▶ _Work instructions_
1. Decide whether each statement agrees with the SQLite question. Answer yes or no for each and quote the words of the text that decide it.
(a) The author reports that the query given does not work.
(b) According to the hierarchy described, each Subdistrict has a number of Cities.
(c) In the case described, one city is shared across two Subdistricts.
2. Retype part of the SQLite question without changes. Begin at the words "Some Cities are" and stop after "within the State Table.".
**** Selected passage
Let's assume that I can only do this in SQLite.
I have two Tables.
State {
DistrictID: int
SubdistrictID: int
CityID: Int
name: varchar(36)
}
Theres an obvious heirarchy in the State table. A State has a number of Districts, Each district has a number of Subdistricts, each Subdistrict has a number of Cities.
The other table is the number of Students in a City, where the Students.CityID = State.CityID
Students {
CityID: int
number: int
}
I want to know take out the number of Students existing in a District '221'.
QUERY: SELECT sum(students.number) from State LEFT JOIN Students students ON State.CityID = students.CityID WHERE State.DistrictID = 221 GROUP BY State.DistrictID
So far so good, this does work. I get the total number of students from across all the cities that are in District 221.
Heres the complication.
Some Cities are SHARED between Subdistricts. In this case, a District have One city thats shared across two Subdistricts. This is reflected within the State Table.
********
**** Listed records
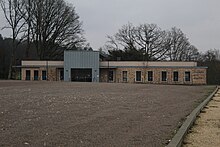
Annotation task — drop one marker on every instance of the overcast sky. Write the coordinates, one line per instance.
(198, 19)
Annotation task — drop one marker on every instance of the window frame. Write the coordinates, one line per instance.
(137, 74)
(162, 79)
(189, 76)
(174, 79)
(124, 79)
(150, 79)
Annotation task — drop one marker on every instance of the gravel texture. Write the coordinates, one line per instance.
(206, 130)
(93, 114)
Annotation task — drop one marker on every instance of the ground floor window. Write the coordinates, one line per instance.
(150, 75)
(138, 76)
(35, 74)
(125, 76)
(110, 75)
(164, 76)
(61, 74)
(28, 75)
(81, 75)
(44, 75)
(175, 76)
(187, 76)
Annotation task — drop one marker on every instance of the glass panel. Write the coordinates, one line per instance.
(150, 75)
(36, 75)
(164, 76)
(28, 75)
(175, 76)
(111, 76)
(138, 75)
(187, 76)
(125, 74)
(44, 75)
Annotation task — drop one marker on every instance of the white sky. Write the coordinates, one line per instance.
(198, 19)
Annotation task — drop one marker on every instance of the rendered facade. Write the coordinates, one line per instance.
(84, 66)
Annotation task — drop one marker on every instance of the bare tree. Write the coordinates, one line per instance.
(146, 38)
(53, 24)
(15, 23)
(150, 38)
(177, 44)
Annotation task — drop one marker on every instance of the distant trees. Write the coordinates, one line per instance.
(152, 43)
(15, 23)
(49, 26)
(53, 24)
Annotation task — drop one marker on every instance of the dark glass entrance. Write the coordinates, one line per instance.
(28, 75)
(81, 75)
(35, 74)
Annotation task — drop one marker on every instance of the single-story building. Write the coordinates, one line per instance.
(85, 66)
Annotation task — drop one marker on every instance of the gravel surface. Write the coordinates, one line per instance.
(93, 114)
(206, 131)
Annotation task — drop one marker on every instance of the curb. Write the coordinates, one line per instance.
(183, 130)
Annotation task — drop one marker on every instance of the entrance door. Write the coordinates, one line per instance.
(110, 75)
(44, 75)
(28, 75)
(81, 75)
(36, 75)
(61, 75)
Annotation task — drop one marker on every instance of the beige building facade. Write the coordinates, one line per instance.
(163, 72)
(153, 72)
(42, 70)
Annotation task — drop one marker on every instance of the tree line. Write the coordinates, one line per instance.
(150, 43)
(48, 26)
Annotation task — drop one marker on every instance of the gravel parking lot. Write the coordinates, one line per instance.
(93, 114)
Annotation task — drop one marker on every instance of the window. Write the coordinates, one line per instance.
(138, 76)
(28, 75)
(35, 74)
(110, 76)
(187, 76)
(44, 75)
(175, 76)
(150, 75)
(125, 76)
(164, 76)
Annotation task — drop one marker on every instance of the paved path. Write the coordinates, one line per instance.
(206, 131)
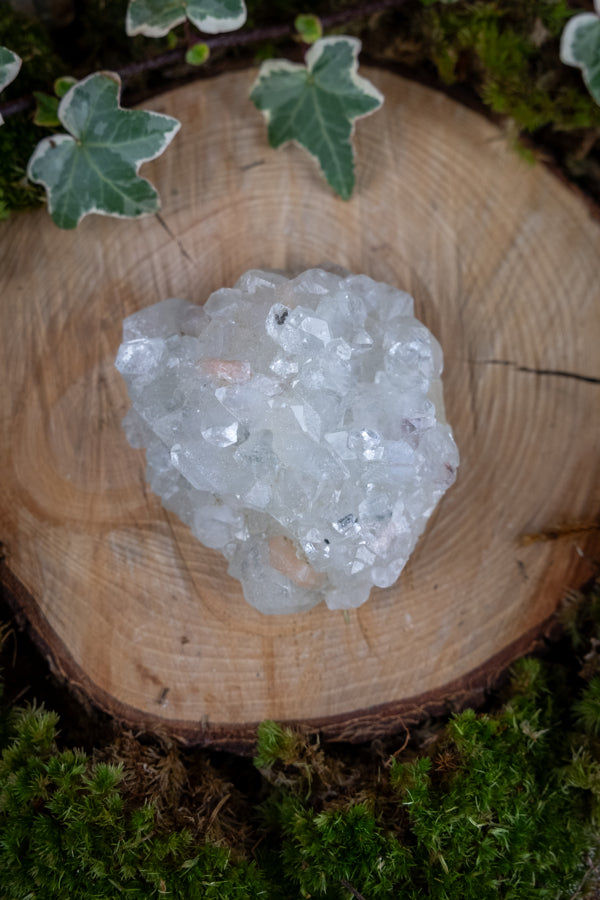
********
▶ _Expected results_
1.
(a) No: "So far so good, this does work."
(b) Yes: "each Subdistrict has a number of Cities."
(c) Yes: "a District have One city thats shared across two Subdistricts."

2.
Some Cities are SHARED between Subdistricts. In this case, a District have One city thats shared across two Subdistricts. This is reflected within the State Table.